◆ RAW DATA
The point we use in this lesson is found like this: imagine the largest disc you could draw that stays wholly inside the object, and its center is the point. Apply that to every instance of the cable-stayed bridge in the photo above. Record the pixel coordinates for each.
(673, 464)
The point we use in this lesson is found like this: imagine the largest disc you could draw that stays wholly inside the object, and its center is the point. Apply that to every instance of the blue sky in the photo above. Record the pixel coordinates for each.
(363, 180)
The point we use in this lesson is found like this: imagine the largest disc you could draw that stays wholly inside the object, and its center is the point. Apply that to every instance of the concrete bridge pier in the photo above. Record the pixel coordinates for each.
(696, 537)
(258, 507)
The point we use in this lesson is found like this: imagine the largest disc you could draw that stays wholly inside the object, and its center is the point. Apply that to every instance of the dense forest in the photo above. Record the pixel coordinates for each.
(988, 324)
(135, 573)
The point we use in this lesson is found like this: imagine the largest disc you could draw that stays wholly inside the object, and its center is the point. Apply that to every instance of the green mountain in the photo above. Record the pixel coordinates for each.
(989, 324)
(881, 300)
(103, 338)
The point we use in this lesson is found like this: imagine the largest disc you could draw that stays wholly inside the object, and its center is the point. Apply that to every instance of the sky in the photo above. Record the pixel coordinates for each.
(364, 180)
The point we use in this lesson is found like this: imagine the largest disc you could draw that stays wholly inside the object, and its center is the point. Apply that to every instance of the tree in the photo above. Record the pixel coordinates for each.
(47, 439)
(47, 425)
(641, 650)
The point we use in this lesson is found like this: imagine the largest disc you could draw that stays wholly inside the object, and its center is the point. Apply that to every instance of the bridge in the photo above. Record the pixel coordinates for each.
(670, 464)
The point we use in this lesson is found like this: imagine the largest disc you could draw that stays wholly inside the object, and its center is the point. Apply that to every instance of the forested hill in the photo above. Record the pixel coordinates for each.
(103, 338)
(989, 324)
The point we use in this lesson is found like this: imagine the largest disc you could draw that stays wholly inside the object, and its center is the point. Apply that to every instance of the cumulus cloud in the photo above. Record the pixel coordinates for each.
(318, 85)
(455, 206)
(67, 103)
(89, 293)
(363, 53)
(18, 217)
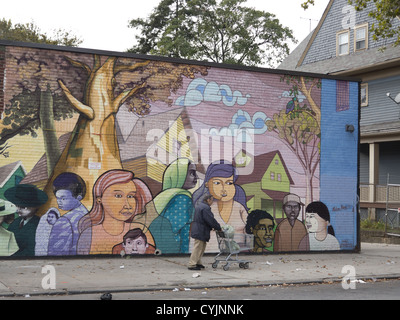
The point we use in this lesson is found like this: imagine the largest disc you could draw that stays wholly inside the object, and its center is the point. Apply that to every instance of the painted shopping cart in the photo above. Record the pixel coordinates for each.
(230, 247)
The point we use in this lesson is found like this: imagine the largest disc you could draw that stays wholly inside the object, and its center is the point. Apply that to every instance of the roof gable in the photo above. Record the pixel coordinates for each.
(317, 53)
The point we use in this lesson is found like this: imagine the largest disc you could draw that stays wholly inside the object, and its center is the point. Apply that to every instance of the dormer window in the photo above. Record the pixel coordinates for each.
(342, 43)
(361, 37)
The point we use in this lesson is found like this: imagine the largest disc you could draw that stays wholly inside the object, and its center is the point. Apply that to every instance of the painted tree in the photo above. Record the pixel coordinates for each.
(299, 127)
(93, 148)
(34, 100)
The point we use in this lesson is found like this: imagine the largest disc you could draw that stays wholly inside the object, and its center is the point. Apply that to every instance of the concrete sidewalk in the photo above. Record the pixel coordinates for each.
(99, 275)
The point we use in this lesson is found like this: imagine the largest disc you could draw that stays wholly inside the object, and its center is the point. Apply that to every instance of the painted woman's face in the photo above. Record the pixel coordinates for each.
(222, 189)
(315, 223)
(119, 200)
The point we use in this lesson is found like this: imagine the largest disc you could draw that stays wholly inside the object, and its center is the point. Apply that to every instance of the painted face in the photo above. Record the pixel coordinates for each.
(292, 210)
(222, 189)
(119, 200)
(191, 178)
(135, 246)
(26, 212)
(51, 218)
(315, 223)
(66, 201)
(264, 233)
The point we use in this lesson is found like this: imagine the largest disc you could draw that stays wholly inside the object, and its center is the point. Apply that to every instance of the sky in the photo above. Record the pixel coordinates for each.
(103, 25)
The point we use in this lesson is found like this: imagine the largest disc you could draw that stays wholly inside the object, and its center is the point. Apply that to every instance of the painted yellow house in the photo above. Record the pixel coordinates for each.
(267, 185)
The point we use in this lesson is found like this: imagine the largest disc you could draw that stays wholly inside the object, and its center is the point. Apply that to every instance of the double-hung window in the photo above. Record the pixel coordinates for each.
(342, 43)
(361, 37)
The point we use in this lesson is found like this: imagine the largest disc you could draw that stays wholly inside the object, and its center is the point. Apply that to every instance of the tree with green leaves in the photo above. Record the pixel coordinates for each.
(30, 32)
(386, 12)
(221, 31)
(35, 103)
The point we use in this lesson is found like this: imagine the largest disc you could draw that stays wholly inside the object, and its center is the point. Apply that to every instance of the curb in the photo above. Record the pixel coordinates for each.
(202, 287)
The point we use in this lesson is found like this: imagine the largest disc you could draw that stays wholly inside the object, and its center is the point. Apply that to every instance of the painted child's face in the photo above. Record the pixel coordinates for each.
(264, 233)
(222, 189)
(66, 201)
(119, 200)
(135, 246)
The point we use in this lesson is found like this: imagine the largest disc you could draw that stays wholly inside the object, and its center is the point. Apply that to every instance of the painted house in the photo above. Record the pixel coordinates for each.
(342, 44)
(266, 188)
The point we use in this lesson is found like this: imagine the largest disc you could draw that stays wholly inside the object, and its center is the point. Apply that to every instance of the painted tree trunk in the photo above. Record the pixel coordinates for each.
(46, 115)
(92, 148)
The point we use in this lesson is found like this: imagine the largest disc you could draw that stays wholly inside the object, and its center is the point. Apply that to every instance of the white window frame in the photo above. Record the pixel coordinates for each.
(364, 104)
(361, 26)
(338, 45)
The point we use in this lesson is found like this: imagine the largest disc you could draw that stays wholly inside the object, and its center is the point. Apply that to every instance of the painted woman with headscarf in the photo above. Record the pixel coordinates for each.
(229, 205)
(117, 198)
(175, 207)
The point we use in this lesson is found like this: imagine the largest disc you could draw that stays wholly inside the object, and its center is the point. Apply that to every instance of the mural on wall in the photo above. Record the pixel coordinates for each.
(121, 150)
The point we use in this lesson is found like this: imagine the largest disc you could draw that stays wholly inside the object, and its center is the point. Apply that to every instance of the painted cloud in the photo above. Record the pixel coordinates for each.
(199, 90)
(243, 126)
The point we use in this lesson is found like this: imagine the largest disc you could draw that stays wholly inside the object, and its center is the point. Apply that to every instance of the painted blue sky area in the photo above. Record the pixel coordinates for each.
(199, 90)
(243, 126)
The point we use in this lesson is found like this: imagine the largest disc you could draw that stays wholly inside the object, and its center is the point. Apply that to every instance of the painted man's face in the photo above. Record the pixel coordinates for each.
(135, 246)
(119, 200)
(222, 189)
(26, 212)
(264, 233)
(315, 223)
(51, 218)
(66, 201)
(292, 210)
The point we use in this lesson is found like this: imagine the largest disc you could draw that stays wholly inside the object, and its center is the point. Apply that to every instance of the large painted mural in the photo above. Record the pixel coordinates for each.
(112, 154)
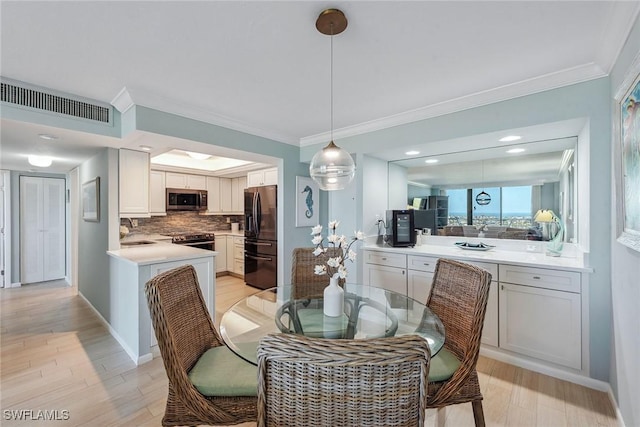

◆ WORK ITEM
Having located the line with "the painted cloud", copy it exactly along with every later line through the end of the listing above, but omit the pictures.

◆ WRITTEN SOLUTION
The point we use in this lesson is found like this: imagine the largest disc you could draw that stays wholly inside the object, and its center is the point. Apply that to every instance of the painted cloud in the photo above. Record the pixel coordinates for each.
(199, 90)
(243, 126)
The point we use in this lesson is found like this: imagine the largest disc you could draw that stays wholly inside the object, and its center is the point. Apply that to every instance of the painted blue sky area in the photo above. Record the pixel coordinates for each.
(199, 90)
(243, 126)
The point we use in this lesson is found like this: imagine the largest disc you could draw that stays wholly inside the object, and its center is the point. Apply that to every instance of the painted man's face in the photo above. Record the pixel coordinates for each.
(135, 246)
(119, 200)
(222, 189)
(26, 212)
(264, 233)
(315, 223)
(51, 218)
(66, 201)
(292, 210)
The point we use in this lesson is found like this: imagine the largest disc you could draw that stays wholly inside the object, and its center is the point. Apply that to every instance of the large painted mural in the photo above. Record the pixel coordinates for each.
(112, 154)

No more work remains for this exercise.